JOBS -
1 > List every programming language named in the passage on teaching computer science below.
2 > Pick up the passage on teaching computer science below right after its last sentence and carry it on.

# DOCUMENT EXTRACT start

I personally favor the language agnostic point of view in favor of someone who can teach what really goes on in side of a computer. Basically, a first principles approach to computer science. We have an overabundance of programmers in this country that ride the wave of hot technology/languages, and a severe underabundance of programmers that first and foremost understand how computers work and choose the best technology/language to fit the requirements of the job. The former will also struggle to find meaningful and continuous work. Get kids excited about computers, not hot technology and languages. The rest will fall into place.

Putting the grand plan aside, if I had to pick a few simple languages to teach beginners, I'd favor Scheme for functional programming and Python for OOP (there's only one way to do it).

"Talking" to computers aka coding is just part of CS. This involves learning programming languages and tools. For this as others have suggested, stick to simple, intuitive, and batteries-included languages like Python or Groovy. This is easier to do with loads of online resources.

The other harder bits of CS are 1) figuring out how to solve a problem and 2) describing it with enough precision that a computer can solve the problem for you. I don't know of any easy and good resources for these except solving/reasoning about problems/puzzles and then expressing the solution steps in a precise and systematic way that another human or a computer can reproduce the solution. This does not need computers. Instead, it involves logical, creative, and critical thinking to identify arguments to construct and support/refute solution steps and solutions. Equipped with this, expressing solutions in a language that a computer can understand is easy.

# DOCUMENT EXTRACT end
# DATA SECTION start

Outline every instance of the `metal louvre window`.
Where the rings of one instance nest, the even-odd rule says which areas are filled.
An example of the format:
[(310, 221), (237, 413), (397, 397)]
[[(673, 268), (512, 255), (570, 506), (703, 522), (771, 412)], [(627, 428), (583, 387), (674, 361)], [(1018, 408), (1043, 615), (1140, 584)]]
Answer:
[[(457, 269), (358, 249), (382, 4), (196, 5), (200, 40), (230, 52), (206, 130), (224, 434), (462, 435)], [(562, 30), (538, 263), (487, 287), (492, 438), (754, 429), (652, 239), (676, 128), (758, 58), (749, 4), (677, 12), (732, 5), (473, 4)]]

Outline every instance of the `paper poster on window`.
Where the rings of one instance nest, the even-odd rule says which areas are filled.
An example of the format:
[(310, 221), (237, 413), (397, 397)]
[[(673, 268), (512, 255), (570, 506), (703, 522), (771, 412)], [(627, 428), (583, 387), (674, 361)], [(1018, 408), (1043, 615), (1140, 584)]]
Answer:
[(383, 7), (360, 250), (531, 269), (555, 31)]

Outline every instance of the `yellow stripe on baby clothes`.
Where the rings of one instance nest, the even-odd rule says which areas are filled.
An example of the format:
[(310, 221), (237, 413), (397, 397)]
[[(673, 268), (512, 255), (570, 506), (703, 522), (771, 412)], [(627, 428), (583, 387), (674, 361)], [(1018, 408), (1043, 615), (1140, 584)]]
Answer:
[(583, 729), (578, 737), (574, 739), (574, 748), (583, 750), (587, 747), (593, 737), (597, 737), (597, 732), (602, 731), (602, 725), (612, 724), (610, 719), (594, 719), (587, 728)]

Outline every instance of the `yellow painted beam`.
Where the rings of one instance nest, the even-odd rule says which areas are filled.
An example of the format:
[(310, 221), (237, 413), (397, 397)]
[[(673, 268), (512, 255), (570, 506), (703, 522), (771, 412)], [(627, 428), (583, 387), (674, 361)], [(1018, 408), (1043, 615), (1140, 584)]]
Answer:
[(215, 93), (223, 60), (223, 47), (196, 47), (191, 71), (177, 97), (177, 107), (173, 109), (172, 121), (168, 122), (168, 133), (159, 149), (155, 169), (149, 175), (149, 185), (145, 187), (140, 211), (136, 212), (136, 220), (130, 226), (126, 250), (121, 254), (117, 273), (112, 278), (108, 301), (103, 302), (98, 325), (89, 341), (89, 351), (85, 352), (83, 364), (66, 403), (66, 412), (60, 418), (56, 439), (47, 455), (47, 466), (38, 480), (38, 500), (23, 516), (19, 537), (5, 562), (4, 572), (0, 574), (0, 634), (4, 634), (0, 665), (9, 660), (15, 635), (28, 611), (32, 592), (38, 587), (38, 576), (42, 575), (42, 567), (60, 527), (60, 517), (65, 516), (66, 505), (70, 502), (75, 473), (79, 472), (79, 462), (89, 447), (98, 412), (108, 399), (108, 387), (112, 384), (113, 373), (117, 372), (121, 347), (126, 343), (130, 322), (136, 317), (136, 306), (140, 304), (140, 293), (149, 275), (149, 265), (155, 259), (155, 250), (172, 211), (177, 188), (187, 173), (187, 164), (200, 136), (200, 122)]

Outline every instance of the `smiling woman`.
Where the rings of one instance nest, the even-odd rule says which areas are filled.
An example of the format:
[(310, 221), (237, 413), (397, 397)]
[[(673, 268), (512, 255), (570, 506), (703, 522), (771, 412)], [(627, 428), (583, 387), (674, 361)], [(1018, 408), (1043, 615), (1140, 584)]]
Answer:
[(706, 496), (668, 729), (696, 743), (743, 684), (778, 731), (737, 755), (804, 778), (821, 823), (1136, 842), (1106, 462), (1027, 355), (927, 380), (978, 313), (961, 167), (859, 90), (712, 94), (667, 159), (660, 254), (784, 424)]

# DATA SECTION end

EXERCISE ANSWERS -
1 > Scheme, Python, Groovy

2 >
Encourage kids to wonder and ask why towards the root of a task or problem. Also challenge them to think about how they like to learn. Does a student like to hear, see, move, touch to better retain core concepts? If they can feel confident in how they like to learn growing as curious young devs will be much easier. Build their confidence!

In addition to the basics, I'd love it if teachers included source control. It's an essential skill, yet you'd be surprised how many "professionals" still aren't using a source control system. I'd recommend Git, but introduce it through one of the many free GUI wrappers for it. The reason I recommend Git is because it gives you an opportunity to introduce trees & graphs to your students at the same time.

Here is how it works at 42: you learn to learn. We start with a low level language (C) and are only allowed to use syscalls like 'write' or 'read' for our projects. That way we understand what truely happens when we compare two strings, or how does printf works.
Then, as our assignements get more and more complicated (reading a line from a file, recoding a shell, recoding malloc, coding a kernel, etc...) we found ourselves understanding higher level concepts a lot more easily.

But the main thing is that the language or whatever algorithm is not important. What truely matters is the ability to understand what is going on under the hood and to be able to teach yourself how does it work.

I took CS in high school all the way to AP CS my senior year. My advice when it comes to teaching kids CS comes from my own biased experience.

I'd say it's important to focus on the fundamentals of CS. Things like problem solving by splitting up a task in smaller chunks. My last year of CS in HS we learned C++ but we didn't start using computers until we all had a firm grasp on algorithms by feeding our teacher instructions like putting on a shirt or making a PBJ sandwich. We had to present the steps while he stood at the front of the classroom acting them out. We spent about a month going to exercises like that. Eventually we translated those learnings into algorithms we wrote in C++.

During my first years learning CS, we developed both typing skills and copying and pasting code pieces from different sources. We didn't work much with web tech because Flash and ActionScript 1 ruled the world. But we took Visual Basic code and learned how to use if/else control statements to control the flow of our applications.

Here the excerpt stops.